# Suche Fahrrad Werkstatt im Bereich Wesseling, Euskirchen, Bonn, Bornheim



## 50389Wesseling (27. September 2006)

Hallo zusammen,

ich suche eine gute Fahrradwerkstatt im Bereich Wesseling, Euskirchen, Bonn, Bornheim.
Ich erwarte zuverlässige Termine, auch kurzfristige Reparaturen sollten möglich sein, faire Preise, gute Beratung, gute Werkstattqualität.

Über Eure Tipps und Austausch der Erfahrungen würde ich mich freuen.

Gruß 50389Wesseling


----------



## XCRacer (27. September 2006)

http://www.olafs-radladen.de/

War erst einmal dort. Kenne aber zwei Mitarbeiter persönlich. Einen davon relativ gut. Der arbeitet ordentlich und das ist oft wichtiger als der Preis.


----------



## MTB-News.de




----------



## Mack_21 (27. September 2006)

XCRacer schrieb:
			
		

> Der arbeitet ordentlich und das ist oft wichtiger als der Preis.



dem kann ich nur zustimmen  

im bereich euskirchen gibt es folgende bikeläden...

www.hape-bikes.de und KraftRad (Roitzheimer Straße gegenüber ATU). arbeiten beide gut und zuverlässig. geht auch mal was ohne termin.

in derkum gibt es noch die BikeBox (ehem. Stassen in Aachen). erst einmal da gewesen...

• [Eingabedaten]:
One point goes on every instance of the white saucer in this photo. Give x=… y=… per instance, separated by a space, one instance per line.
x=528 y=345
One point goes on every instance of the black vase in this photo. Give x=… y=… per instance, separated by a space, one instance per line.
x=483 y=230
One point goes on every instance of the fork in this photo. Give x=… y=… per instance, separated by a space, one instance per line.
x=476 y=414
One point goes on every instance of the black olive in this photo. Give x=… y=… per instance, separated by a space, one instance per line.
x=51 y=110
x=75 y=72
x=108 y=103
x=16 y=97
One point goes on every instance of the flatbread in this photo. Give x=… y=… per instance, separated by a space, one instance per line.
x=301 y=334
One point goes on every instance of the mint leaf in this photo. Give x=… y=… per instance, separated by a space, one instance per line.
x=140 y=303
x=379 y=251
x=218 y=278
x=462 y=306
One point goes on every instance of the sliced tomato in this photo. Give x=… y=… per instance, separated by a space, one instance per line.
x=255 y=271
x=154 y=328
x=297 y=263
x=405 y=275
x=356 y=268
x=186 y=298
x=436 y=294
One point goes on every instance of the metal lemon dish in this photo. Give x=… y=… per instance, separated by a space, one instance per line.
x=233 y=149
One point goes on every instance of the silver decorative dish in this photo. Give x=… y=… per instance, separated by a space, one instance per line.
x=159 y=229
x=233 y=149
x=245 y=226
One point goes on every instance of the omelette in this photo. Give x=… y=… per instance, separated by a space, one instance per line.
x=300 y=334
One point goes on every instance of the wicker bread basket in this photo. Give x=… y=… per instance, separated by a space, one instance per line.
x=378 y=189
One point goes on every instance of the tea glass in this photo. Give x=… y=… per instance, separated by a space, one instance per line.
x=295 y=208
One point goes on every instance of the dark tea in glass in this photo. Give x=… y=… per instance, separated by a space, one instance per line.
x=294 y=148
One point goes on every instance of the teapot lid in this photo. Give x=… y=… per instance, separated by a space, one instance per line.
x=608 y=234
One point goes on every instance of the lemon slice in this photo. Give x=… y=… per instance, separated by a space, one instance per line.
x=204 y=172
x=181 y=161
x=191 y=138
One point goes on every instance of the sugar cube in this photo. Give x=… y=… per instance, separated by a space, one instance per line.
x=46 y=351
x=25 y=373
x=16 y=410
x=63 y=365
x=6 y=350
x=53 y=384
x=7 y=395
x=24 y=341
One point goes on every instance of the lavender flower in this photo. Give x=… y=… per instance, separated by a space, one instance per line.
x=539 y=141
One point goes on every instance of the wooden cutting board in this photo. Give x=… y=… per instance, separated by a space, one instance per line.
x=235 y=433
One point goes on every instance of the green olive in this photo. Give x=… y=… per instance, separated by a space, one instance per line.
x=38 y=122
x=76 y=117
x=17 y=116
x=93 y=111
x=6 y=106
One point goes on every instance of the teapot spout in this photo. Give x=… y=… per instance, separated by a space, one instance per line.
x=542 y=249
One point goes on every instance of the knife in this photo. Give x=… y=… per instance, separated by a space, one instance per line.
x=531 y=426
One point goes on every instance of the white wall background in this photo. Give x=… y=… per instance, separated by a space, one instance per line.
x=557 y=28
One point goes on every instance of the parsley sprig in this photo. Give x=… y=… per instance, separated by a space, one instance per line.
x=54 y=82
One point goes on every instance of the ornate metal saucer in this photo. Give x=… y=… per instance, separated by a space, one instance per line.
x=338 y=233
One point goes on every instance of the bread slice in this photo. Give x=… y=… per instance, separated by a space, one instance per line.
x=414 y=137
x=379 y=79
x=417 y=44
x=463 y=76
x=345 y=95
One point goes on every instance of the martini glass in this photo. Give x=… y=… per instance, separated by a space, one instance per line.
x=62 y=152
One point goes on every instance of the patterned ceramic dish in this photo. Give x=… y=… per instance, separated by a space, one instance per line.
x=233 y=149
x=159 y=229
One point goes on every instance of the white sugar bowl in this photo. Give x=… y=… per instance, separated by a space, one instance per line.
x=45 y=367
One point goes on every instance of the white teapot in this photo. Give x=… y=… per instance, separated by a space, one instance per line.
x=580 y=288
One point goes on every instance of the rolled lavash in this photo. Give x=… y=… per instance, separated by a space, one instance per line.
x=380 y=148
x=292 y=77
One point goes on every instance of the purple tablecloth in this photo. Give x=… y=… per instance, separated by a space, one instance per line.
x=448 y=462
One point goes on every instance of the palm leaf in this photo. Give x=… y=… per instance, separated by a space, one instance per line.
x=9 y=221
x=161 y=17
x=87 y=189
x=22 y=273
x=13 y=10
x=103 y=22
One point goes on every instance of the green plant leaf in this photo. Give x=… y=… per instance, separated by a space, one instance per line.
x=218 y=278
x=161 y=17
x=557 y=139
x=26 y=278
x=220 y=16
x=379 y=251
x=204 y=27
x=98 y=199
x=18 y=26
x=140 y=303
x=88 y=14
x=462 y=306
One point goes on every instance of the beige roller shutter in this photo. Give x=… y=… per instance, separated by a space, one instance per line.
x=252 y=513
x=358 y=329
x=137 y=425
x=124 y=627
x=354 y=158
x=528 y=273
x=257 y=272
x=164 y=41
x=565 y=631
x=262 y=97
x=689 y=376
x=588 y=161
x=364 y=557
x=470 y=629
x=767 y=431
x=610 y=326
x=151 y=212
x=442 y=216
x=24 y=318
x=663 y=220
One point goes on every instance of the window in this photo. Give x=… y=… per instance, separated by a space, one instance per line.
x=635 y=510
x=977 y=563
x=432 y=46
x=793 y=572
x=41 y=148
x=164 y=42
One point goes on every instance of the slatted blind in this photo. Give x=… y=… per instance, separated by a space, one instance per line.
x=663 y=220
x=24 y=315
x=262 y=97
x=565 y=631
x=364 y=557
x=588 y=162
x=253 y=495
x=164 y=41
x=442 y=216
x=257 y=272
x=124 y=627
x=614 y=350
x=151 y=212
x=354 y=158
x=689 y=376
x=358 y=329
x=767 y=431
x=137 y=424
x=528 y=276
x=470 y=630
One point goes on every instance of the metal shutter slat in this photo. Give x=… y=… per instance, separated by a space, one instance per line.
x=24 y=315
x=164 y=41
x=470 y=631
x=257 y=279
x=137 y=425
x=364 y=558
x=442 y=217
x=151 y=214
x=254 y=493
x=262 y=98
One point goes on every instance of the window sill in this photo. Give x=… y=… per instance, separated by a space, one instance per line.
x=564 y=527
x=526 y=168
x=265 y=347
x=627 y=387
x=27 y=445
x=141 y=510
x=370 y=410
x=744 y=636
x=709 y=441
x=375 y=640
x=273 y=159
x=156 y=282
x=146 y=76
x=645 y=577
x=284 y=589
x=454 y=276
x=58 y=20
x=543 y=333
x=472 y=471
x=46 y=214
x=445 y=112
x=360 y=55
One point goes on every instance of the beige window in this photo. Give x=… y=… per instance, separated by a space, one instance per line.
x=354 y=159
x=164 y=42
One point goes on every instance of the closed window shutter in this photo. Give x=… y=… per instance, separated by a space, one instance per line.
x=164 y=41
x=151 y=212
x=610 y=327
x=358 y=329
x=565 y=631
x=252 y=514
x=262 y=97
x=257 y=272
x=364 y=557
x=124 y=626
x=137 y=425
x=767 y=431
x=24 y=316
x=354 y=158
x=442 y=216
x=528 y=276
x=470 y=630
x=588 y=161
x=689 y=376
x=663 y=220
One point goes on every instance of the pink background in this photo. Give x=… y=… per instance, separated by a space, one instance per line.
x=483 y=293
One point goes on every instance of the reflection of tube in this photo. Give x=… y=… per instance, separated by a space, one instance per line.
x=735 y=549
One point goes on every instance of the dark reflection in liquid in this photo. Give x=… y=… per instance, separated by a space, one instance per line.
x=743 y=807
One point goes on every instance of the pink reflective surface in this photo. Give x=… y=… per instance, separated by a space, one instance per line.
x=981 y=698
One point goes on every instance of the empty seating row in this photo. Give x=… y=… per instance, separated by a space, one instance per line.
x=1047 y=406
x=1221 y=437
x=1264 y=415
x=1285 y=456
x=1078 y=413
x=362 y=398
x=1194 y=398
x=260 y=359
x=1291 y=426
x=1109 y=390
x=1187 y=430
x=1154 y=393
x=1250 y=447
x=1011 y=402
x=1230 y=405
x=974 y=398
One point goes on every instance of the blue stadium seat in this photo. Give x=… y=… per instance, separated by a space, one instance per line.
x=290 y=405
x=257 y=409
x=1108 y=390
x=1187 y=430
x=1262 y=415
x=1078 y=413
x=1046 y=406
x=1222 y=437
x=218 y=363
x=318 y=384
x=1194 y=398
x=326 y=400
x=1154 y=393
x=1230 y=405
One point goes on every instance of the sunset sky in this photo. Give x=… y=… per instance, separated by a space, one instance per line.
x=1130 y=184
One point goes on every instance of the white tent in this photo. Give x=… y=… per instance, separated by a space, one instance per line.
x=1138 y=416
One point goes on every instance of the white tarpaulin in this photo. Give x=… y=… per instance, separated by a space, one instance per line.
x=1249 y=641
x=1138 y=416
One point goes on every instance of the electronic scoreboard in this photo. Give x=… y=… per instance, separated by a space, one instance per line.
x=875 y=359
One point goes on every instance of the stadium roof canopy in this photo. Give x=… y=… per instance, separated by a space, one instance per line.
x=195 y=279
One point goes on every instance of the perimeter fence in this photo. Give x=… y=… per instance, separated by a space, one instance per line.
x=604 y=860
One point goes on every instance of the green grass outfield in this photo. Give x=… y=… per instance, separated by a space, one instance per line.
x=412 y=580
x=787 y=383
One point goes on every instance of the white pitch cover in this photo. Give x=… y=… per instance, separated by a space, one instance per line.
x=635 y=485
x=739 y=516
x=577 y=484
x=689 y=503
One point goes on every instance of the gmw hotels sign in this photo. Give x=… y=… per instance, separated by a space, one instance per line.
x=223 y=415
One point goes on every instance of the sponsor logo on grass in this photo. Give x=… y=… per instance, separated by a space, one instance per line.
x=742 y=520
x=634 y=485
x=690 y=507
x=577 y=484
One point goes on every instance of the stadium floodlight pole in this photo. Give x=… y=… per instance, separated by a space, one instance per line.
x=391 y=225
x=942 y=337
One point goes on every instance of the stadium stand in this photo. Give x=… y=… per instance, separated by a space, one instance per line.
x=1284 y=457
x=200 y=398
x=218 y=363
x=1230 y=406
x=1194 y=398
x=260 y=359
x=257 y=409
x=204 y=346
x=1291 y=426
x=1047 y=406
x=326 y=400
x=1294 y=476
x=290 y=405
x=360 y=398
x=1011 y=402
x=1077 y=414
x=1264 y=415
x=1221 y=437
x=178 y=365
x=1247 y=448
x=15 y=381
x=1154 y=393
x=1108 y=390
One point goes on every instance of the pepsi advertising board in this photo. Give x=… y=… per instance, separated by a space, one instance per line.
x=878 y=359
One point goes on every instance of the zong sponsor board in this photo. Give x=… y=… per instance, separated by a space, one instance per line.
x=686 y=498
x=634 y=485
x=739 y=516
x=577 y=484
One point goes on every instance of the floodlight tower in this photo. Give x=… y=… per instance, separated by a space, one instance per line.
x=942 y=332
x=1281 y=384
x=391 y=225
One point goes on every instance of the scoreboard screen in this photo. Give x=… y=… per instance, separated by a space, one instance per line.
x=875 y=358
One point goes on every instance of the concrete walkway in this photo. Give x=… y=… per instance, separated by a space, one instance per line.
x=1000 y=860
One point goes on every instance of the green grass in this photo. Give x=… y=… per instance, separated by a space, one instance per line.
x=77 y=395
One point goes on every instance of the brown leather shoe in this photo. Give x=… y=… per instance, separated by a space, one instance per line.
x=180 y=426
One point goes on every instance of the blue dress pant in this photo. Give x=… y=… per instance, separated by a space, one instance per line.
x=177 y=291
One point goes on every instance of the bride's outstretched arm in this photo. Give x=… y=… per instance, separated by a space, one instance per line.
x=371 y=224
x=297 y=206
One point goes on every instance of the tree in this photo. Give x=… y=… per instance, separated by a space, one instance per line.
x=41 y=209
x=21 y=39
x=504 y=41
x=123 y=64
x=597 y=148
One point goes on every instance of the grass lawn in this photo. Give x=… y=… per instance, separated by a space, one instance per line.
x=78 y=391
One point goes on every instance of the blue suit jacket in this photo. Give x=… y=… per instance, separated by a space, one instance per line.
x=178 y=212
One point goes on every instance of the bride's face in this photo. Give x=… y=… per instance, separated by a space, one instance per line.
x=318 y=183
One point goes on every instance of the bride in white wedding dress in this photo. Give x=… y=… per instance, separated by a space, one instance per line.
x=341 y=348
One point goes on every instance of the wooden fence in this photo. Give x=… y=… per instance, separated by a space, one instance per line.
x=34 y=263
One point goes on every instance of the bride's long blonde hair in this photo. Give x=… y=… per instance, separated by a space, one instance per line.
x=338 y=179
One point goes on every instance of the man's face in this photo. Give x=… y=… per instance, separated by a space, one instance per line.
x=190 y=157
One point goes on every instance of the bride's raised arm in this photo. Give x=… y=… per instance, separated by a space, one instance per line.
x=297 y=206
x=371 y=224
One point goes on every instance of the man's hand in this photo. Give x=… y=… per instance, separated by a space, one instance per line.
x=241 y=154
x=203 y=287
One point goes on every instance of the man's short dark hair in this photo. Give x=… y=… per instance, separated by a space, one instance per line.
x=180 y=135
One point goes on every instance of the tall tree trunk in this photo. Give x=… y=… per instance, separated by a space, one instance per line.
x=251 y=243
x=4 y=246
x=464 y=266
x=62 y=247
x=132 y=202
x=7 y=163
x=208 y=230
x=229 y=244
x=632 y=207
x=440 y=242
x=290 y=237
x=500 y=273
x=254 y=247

• [Aufgabe 1]: Schreiben Sie aus dem Forumsthread über Fahrradwerkstätten den Abschnitt von „# Suche Fahrrad“ bis einschließlich „Euskirchen, Bonn, Bornheim.“ wortgetreu ab.
• [Aufgabe 2]: Geben Sie aus den Datensätzen den Abschnitt von der Zeile mit „One point goes on every instance of the tall“ bis einschließlich zum Ende der Datensätze unverändert wieder.

• [Lösung 1]:
# Suche Fahrrad Werkstatt im Bereich Wesseling, Euskirchen, Bonn, Bornheim



## 50389Wesseling (27. September 2006)

Hallo zusammen,

ich suche eine gute Fahrradwerkstatt im Bereich Wesseling, Euskirchen, Bonn, Bornheim.

• [Lösung 2]:
One point goes on every instance of the tall tree trunk in this photo. Give x=… y=… per instance, separated by a space, one instance per line.
x=251 y=243
x=4 y=246
x=464 y=266
x=62 y=247
x=132 y=202
x=7 y=163
x=208 y=230
x=229 y=244
x=632 y=207
x=440 y=242
x=290 y=237
x=500 y=273
x=254 y=247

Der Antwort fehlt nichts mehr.